Si la représentation des artistes noirs sur le marché de l'art actuel est en hausse, c’est principalement grâce aux collectionneurs noirs. La relation que ces derniers entretiennent entre eux, leur volonté d’utiliser l’art comme catalyseur du développement d’une communauté et leurs achats d’œuvres sont aussi nécessaires que la création des œuvres d’art en elles-mêmes.

Cela peut sembler évident, mais ce sont bien les collectionneurs qui injectent de l’argent dans le système du monde de l’art en achetant des œuvres. Sans cette entrée de capitaux, un marché ne fonctionne pas ! La confrontation de l’offre et de la demande détermine cet équilibre. Un modèle dans lequel l’offre est abondante mais la demande ne suit pas n’est rien. Le ratio entre ces deux variables permet de fixer les prix. Plus on aura de collectionneurs, plus la demande sera forte, plus les artistes seront cotés sur le marché de l’art, plus ils obtiendront de la visibilité, et plus le marché sera riche d’œuvres d’artistes noirs. C’est un cercle vertueux, qu’il est important d’entretenir pour contribuer à la qualité et diversité du marché en général.

Exercices:
1: D'après l'extrait sur les collectionneurs noirs, qu'est-ce qui détermine l'équilibre d'un marché ?
2: Recopiez le passage de l'extrait qui s'ouvre sur les mots contenant « Si la représentation » et se clôt sur « d’art en elles-mêmes. ».
Les lignes de données n'ont aucun rapport avec l'extrait.

Liste des lignes:

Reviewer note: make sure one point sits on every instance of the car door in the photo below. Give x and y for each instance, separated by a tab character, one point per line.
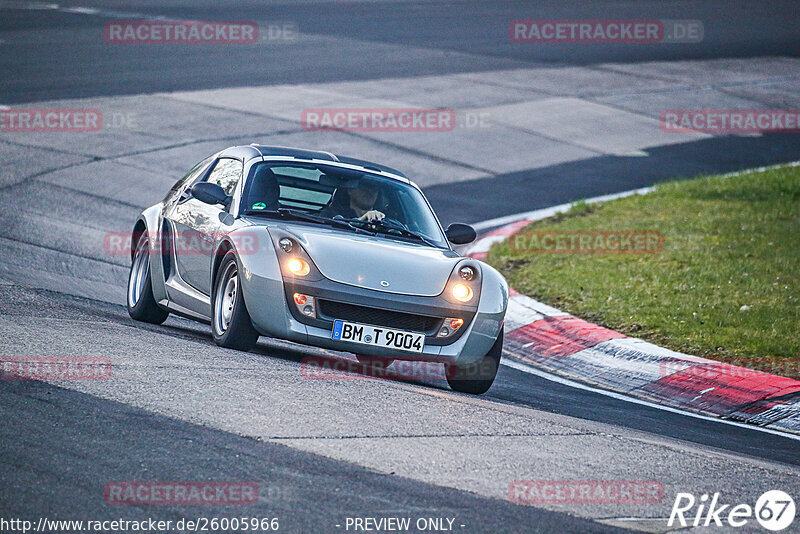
196	225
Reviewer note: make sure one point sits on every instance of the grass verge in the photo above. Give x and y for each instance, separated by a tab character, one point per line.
725	285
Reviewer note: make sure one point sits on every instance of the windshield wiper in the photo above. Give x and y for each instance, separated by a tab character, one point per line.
386	228
307	217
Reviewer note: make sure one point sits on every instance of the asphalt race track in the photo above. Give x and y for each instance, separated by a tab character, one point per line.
554	124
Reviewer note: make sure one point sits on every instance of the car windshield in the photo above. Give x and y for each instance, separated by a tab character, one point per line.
329	192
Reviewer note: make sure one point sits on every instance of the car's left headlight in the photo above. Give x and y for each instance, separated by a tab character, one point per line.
464	285
294	261
462	292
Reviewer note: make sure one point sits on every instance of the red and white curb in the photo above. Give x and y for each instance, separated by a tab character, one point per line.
566	346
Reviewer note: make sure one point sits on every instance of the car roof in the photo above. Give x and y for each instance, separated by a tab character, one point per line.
247	152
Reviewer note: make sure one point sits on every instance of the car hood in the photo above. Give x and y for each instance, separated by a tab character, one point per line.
372	263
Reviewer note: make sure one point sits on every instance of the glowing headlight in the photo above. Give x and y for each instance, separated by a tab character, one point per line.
466	273
462	292
286	244
298	267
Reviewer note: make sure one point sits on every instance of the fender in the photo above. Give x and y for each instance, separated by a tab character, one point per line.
151	219
262	283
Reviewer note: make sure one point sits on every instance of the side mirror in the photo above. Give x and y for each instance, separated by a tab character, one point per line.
209	193
460	234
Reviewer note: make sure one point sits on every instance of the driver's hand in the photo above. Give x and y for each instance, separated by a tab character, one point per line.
372	216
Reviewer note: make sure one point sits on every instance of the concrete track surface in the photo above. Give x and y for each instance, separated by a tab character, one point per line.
537	126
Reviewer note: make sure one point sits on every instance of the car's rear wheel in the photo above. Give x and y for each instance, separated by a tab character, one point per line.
478	377
142	306
231	325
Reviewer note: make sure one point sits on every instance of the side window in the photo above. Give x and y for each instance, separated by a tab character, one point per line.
188	178
226	174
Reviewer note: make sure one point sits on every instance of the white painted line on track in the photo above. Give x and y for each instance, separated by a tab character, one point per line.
525	368
543	213
553	210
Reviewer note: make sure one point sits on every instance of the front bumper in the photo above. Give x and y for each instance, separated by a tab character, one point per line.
274	314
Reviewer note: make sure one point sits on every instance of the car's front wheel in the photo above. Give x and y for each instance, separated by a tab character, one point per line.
142	306
231	325
477	378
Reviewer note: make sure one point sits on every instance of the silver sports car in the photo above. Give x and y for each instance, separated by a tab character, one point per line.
319	249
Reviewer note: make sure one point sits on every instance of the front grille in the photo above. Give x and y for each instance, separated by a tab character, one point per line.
378	317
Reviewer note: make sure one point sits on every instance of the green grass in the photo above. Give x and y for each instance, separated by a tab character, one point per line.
728	242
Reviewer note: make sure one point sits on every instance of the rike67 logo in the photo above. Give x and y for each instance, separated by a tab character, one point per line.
774	510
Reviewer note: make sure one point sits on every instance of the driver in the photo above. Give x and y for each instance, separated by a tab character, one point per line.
357	203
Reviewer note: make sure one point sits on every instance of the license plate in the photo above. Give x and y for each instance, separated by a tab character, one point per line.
378	336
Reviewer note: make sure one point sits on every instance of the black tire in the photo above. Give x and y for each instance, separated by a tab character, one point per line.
142	306
478	377
231	325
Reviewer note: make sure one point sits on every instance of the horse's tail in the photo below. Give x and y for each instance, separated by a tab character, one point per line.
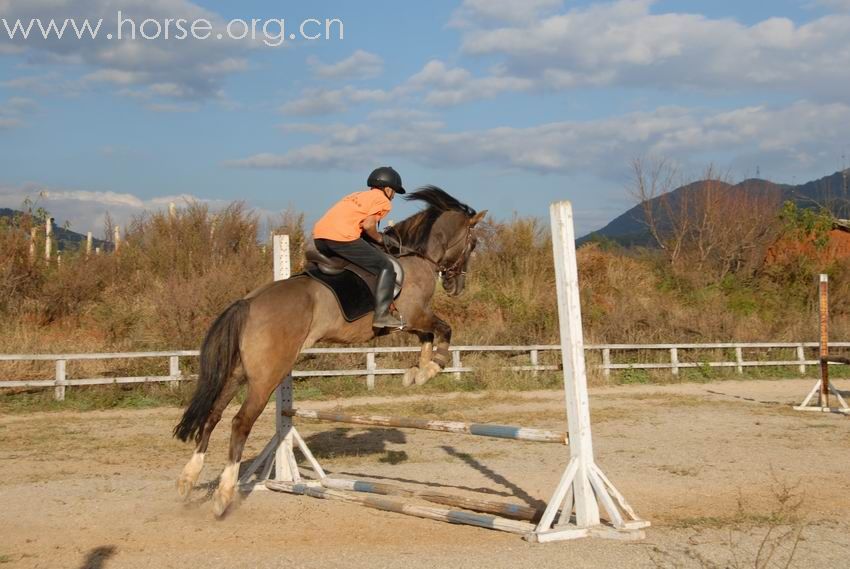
219	357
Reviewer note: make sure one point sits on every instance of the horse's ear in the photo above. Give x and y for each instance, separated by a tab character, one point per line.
476	218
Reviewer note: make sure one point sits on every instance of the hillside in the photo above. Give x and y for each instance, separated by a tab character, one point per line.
65	239
630	229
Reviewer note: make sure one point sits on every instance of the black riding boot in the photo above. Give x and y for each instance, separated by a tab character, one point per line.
383	298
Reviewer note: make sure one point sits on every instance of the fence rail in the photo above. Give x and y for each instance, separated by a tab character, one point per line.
676	362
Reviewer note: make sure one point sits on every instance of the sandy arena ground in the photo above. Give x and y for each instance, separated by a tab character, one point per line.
96	490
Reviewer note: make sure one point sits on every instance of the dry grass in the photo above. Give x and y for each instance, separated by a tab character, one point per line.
173	276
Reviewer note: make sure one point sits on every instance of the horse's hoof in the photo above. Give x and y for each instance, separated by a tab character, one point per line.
221	501
425	375
184	487
190	475
409	377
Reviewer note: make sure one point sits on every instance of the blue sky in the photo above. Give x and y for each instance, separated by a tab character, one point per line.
507	105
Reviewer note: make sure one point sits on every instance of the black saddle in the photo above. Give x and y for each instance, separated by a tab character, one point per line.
353	287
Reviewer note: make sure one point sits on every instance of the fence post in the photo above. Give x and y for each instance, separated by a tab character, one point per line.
173	370
370	367
674	360
801	355
606	362
285	467
48	238
59	390
33	237
535	356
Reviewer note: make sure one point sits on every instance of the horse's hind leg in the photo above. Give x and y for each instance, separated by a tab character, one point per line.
189	476
257	398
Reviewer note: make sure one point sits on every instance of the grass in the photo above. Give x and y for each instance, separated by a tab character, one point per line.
485	379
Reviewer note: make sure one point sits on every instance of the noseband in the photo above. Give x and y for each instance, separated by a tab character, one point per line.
445	271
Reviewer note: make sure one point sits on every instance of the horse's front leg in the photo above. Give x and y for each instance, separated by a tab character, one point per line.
427	340
436	357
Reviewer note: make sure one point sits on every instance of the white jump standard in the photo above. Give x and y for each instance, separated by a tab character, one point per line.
573	510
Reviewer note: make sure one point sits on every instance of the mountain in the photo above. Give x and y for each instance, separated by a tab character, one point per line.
65	239
630	229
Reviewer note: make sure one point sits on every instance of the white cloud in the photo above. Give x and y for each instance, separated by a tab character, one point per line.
803	135
359	65
195	69
86	210
623	43
448	86
833	4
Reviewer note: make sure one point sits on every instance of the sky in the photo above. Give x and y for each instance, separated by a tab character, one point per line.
506	105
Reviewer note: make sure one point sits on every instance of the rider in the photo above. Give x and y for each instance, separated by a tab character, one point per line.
339	234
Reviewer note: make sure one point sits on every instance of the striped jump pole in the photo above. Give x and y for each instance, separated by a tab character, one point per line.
479	429
583	487
823	388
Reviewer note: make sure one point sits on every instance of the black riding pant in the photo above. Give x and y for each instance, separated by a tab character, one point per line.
358	252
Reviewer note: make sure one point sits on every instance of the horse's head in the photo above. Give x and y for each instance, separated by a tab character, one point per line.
458	241
442	234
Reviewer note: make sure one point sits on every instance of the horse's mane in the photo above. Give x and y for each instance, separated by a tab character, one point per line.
414	231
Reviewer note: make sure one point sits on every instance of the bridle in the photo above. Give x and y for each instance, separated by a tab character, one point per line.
452	271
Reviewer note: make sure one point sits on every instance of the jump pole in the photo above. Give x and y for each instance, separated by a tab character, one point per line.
823	388
277	459
583	485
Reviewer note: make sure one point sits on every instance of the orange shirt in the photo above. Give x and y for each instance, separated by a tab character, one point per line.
342	221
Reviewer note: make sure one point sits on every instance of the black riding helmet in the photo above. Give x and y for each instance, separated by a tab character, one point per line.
385	177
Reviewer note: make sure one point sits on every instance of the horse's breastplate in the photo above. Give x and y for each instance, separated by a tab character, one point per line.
335	265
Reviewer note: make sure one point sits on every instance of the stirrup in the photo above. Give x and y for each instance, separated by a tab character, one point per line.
393	325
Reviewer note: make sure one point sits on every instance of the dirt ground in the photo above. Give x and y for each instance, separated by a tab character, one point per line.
712	466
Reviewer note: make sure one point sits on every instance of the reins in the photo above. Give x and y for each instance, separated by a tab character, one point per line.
450	271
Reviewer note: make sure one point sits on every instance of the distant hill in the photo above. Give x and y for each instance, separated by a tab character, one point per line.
629	229
66	240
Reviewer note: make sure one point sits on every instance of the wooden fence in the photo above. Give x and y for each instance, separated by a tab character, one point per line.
681	356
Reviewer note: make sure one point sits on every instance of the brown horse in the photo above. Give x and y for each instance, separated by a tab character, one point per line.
258	338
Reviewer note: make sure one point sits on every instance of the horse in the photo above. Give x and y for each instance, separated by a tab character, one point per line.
257	339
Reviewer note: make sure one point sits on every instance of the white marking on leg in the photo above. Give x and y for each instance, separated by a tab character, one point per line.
226	488
190	474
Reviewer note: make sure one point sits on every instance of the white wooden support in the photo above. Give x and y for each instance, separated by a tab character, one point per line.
582	482
823	388
370	370
674	360
174	370
278	455
174	366
606	362
535	360
60	381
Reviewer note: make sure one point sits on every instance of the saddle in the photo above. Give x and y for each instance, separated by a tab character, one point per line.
353	287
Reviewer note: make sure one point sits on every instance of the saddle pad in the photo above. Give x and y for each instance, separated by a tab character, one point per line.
352	294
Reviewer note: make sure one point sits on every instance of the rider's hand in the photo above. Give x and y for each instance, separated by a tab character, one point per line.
390	240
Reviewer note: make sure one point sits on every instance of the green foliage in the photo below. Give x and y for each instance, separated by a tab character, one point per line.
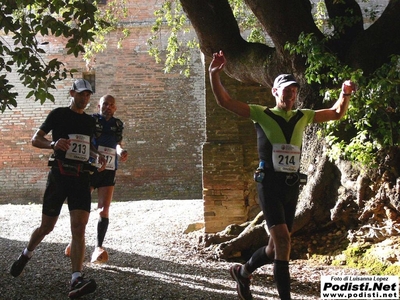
172	22
178	51
373	118
247	21
27	23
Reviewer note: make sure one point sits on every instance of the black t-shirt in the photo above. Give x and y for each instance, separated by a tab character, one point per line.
63	121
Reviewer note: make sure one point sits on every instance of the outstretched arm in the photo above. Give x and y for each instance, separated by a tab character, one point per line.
338	110
221	95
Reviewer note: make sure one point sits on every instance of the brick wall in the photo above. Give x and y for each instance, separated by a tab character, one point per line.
181	144
163	116
230	158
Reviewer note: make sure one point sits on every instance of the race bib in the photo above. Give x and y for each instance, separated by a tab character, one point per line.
110	155
79	148
286	158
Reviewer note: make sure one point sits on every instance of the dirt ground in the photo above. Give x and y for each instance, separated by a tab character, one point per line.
150	257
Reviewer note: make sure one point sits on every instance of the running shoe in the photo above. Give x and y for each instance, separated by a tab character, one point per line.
242	283
99	256
82	286
19	265
67	251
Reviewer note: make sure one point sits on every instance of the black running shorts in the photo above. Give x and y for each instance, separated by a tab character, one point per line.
278	198
75	189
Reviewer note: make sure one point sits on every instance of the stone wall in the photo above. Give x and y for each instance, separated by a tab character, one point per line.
230	158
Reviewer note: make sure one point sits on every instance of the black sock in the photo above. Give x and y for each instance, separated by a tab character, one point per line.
282	278
258	259
102	226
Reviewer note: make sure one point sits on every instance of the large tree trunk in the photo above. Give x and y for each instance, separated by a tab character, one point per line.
332	185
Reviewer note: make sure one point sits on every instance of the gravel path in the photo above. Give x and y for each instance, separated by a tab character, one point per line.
150	257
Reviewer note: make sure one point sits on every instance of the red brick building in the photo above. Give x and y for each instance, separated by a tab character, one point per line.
181	144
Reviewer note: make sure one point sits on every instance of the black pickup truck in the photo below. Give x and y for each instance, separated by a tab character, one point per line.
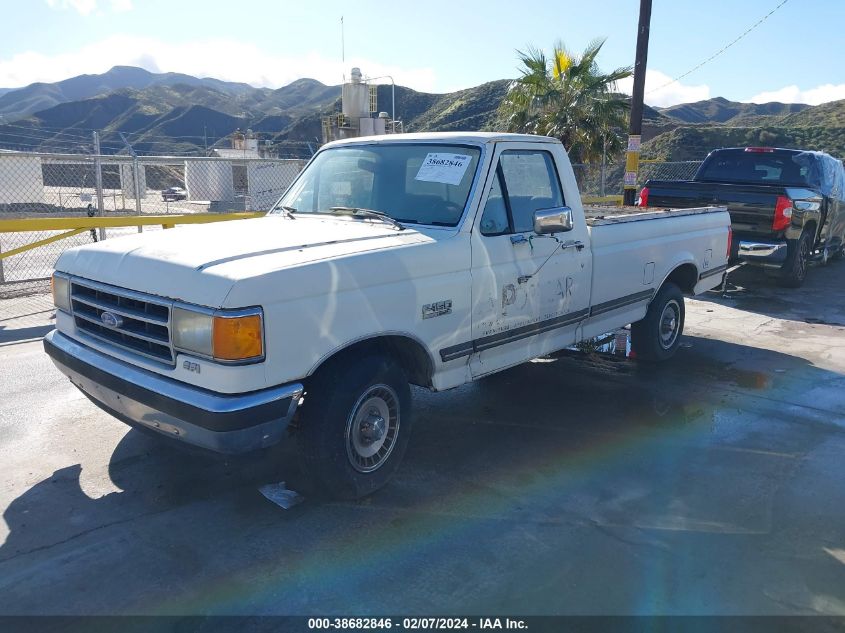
787	206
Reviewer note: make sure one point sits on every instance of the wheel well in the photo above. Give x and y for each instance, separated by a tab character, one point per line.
685	277
409	353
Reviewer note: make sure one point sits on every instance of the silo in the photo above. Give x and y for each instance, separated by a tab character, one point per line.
127	180
356	97
21	179
209	180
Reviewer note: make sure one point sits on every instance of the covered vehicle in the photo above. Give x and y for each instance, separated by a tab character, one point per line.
787	206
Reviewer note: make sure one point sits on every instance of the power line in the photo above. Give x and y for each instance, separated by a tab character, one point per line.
723	49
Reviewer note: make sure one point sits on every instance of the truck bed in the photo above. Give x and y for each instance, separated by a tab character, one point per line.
599	216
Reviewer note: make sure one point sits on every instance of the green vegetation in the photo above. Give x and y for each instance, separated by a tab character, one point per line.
570	98
565	96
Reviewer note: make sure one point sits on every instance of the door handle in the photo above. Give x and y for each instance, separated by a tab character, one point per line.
577	244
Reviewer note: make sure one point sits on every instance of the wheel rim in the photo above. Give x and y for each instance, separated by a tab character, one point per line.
372	428
670	324
803	255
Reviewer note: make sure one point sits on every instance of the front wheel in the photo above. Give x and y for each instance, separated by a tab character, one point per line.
657	336
354	424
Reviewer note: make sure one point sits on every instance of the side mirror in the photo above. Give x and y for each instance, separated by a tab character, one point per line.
556	220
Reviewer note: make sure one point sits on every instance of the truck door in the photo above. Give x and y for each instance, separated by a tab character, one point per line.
529	291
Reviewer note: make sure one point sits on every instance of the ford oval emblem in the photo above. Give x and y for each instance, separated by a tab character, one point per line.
110	319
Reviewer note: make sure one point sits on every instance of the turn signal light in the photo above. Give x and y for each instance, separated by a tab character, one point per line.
783	214
237	338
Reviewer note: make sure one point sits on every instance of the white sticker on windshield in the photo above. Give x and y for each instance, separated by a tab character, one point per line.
446	168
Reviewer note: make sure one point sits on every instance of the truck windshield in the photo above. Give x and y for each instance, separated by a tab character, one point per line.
755	167
412	183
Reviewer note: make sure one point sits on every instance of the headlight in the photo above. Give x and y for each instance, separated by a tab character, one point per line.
60	285
228	335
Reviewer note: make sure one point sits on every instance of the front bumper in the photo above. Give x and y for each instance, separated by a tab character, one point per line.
763	252
218	422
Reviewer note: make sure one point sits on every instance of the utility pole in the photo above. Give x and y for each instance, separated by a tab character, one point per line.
635	128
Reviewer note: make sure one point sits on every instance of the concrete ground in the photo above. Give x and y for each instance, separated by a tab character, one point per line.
710	485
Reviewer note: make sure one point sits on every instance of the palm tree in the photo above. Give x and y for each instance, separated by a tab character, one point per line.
569	98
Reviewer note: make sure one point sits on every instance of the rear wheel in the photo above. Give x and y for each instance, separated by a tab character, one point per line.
354	424
658	335
794	271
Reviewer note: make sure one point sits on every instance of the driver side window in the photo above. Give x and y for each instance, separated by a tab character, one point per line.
526	181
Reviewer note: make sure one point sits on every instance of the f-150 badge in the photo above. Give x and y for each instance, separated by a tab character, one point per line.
431	310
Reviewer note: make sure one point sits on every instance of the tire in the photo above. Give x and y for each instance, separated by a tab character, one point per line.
657	336
794	271
354	425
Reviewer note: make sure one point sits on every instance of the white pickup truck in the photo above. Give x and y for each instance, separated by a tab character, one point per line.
425	259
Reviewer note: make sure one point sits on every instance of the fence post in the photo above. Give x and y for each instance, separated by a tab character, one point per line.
137	179
98	180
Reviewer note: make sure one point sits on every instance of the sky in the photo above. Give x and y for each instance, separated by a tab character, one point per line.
795	55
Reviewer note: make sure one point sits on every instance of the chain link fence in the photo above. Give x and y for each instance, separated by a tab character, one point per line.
45	185
598	180
65	185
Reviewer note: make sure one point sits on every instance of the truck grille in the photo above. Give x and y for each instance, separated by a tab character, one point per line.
136	322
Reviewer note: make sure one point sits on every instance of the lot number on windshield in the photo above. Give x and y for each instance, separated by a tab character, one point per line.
445	168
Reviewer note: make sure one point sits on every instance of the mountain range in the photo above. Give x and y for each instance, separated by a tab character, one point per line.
172	113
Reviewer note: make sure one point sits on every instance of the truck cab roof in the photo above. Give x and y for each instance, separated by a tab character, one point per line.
475	138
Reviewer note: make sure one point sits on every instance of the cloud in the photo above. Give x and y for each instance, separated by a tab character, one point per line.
225	59
793	94
86	7
659	94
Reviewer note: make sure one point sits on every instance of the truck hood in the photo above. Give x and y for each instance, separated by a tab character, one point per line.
201	263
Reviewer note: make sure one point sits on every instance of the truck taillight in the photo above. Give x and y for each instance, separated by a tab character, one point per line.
730	242
783	214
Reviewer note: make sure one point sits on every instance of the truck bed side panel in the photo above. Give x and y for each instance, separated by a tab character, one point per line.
631	260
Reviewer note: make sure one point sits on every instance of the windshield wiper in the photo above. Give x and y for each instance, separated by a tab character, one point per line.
368	213
289	211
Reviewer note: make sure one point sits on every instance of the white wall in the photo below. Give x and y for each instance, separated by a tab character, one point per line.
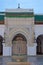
2	29
38	30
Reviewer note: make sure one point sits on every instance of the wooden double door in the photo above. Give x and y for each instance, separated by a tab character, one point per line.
19	46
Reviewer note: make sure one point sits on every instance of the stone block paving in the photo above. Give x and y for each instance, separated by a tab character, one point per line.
38	60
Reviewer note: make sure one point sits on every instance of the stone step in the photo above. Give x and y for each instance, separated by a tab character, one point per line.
18	63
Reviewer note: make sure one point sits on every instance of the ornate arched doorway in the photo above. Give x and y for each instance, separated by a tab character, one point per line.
19	45
39	41
1	46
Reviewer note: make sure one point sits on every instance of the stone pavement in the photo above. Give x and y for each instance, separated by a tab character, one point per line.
38	60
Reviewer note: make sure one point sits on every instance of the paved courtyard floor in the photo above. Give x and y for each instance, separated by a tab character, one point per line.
38	60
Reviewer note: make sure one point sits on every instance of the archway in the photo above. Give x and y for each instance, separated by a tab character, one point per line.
39	41
1	46
19	45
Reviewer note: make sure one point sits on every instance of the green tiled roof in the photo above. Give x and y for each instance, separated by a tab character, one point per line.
38	17
19	14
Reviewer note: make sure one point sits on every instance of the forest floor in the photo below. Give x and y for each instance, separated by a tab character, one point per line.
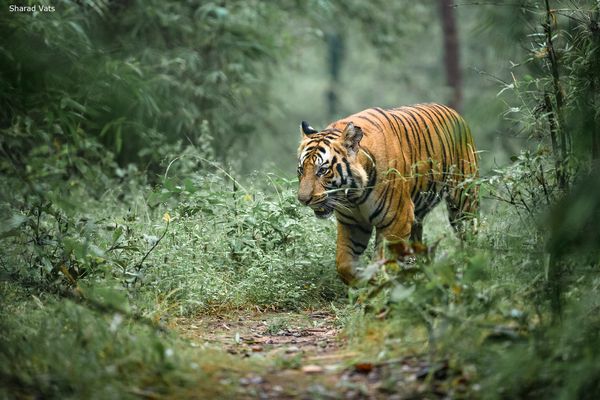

Corrigés:
1: La confrontation de l'offre et de la demande.

2:
Si la représentation des artistes noirs sur le marché de l'art actuel est en hausse, c’est principalement grâce aux collectionneurs noirs. La relation que ces derniers entretiennent entre eux, leur volonté d’utiliser l’art comme catalyseur du développement d’une communauté et leurs achats d’œuvres sont aussi nécessaires que la création des œuvres d’art en elles-mêmes.